[EXTRAIT DU TEXTE]:
De
façon régulière, et cela a encore été le cas tout récemment,
la presse se fait l'écho de manifestations dans la périphérie
de l'Hexagone, qui ont pour objectif de défendre telle ou
telle langue régionale. L'information n'appelle pas beaucoup
de commentaires, ni ne suscite de polémiques, et elle est
rapidement oubliée. Ce sujet apparemment n'interpelle guère
l'opinion nationale. Il y a bien pourtant en France une
question linguistique, et elle est importante. Importante,
bien sûr, pour les locuteurs de ces langues et pour toute
personne de culture ne se désintéressant pas du patrimoine
linguistique du pays, mais importante aussi, au plan symbolique.
Il y a en effet une contradiction évidente pour la France
à se présenter en défenseur de la diversité culturelle et
linguistique, en promouvant pour l'Europe une attitude active
en cette matière, et à pratiquer une politique exactement
contraire sur son propre territoire, où la pluralité des
langues, pourtant remarquable, est au mieux ignorée et le
plus souvent tenue en suspicion, comme s'il s'agissait d'une
menace pour l'unité de l'Etat.
Le
seul message positif que la France ait su adresser à l'Europe
en matière culturelle durant la période récente est celui
d'une action en faveur d'un monde laissant sa place à la
diversité culturelle et, par conséquent, linguistique. Elle
le fait au nom de principes où cette diversité est positivement
appréciée en elle-même et pour elle-même. Et c'est un message
important dans un espace globalisé ou les échanges humains
et culturels vont sans cesse croissant, sans que l'on sache
très bien quelles pourront être les voies de régulation
qui permettront sinon d'éviter, du moins de réduire les
effets négatifs de cette évolution, par ailleurs largement
positive et souhaitable. Mais quelle peut être la portée
de ce message si le même Etat pratique une politique de
proscription à l'égard des langues qui appartiennent à son
propre patrimoine culturel? Pourquoi le monolinguisme et
l'homogénéisation culturelle totale seraient-ils un danger
pour l'Europe et le monde, et au contraire un projet politique
positif dans la France en cette fin de XX' siècle ? Au nom
de quels principes le respect des langues et cultures amérindiennes
au Mexique ou en Arizona, berbères au Maghreb, suédoises
ou lapones en Finlande, françaises ou inuit au Canada, tibétaines
ou ouïgour en Chine serait, par-delà l'extrême diversité
des situations évoquées, des causes légitimes et, par contre,
la simple reconnaissance publique de l'existence d'une pluralité
linguistique inséparable de l'identité réelle de la France
un acte d'antirépublicanisme, en tous les cas empêché par
la Constitution ?

[DONNÉES ENREGISTRÉES]:
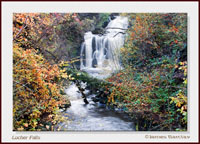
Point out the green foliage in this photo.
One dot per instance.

[DÉTAIL DE LA TÂCHE]: Recopiez à l'identique le passage du texte sur les langues régionales situé entre « Il y a en effet » et « l'unité de l'Etat. », ces deux bornes comprises.

[RÉPONSE RÉDIGÉE]:
Il y a en effet une contradiction évidente pour la France
à se présenter en défenseur de la diversité culturelle et
linguistique, en promouvant pour l'Europe une attitude active
en cette matière, et à pratiquer une politique exactement
contraire sur son propre territoire, où la pluralité des
langues, pourtant remarquable, est au mieux ignorée et le
plus souvent tenue en suspicion, comme s'il s'agissait d'une
menace pour l'unité de l'Etat.